▶ _Collected data entries_
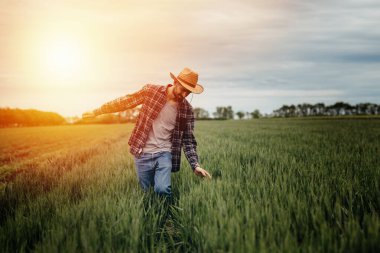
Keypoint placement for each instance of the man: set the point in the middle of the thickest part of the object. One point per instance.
(164, 125)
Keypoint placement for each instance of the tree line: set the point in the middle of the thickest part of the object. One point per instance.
(320, 109)
(18, 117)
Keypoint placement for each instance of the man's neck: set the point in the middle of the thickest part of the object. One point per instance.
(169, 94)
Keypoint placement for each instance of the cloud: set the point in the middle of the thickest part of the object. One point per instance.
(253, 54)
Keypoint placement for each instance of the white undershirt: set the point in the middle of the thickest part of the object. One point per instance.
(160, 135)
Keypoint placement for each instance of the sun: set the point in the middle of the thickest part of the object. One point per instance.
(63, 58)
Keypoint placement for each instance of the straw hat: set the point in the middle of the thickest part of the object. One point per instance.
(189, 80)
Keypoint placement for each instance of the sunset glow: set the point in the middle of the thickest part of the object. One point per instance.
(63, 59)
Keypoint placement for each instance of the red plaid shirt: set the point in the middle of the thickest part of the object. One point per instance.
(153, 99)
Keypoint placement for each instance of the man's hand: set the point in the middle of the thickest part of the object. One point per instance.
(201, 172)
(88, 115)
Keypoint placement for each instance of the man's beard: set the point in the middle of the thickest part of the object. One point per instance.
(177, 97)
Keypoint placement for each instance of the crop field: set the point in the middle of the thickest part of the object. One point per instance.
(279, 185)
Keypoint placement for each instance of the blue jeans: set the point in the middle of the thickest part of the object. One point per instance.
(155, 170)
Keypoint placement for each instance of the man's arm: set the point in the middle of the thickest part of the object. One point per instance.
(190, 148)
(120, 104)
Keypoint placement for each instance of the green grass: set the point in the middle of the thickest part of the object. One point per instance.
(279, 185)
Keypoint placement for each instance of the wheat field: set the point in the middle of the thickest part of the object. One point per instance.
(279, 185)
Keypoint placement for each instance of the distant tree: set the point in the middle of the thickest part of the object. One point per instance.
(200, 113)
(240, 114)
(256, 114)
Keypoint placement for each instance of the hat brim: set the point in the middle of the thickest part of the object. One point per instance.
(198, 89)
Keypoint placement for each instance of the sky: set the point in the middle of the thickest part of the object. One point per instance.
(73, 56)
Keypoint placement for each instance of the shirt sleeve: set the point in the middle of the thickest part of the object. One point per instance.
(123, 103)
(189, 142)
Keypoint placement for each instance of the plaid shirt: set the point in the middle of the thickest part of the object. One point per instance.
(153, 99)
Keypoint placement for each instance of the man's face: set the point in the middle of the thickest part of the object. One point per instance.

▶ _Aim_
Reproduce the part that opens with the line containing "Keypoint placement for each instance of the hat" and closes at the end of the records, renaming "thickest part" to "widest part" and leaving everything else unchanged. Return only those lines.

▶ _Exercise result_
Keypoint placement for each instance of the hat brim: set the point in the middle of the widest part of the object. One point per instance.
(198, 89)
Keypoint placement for each instance of the sky: set the point in the middle of the widest part of the object. One point per instance.
(73, 56)
Keypoint placement for each instance of the shirt sleeve: set the point in the middle of the widest part of the object. One point per instance.
(123, 103)
(189, 142)
Keypoint placement for each instance of the plaid shirt: set the point in the middle of the widest part of the object. One point per instance.
(153, 99)
Keypoint placement for each instance of the man's face: set the point in the middle of the widest part of the object. One point per instance.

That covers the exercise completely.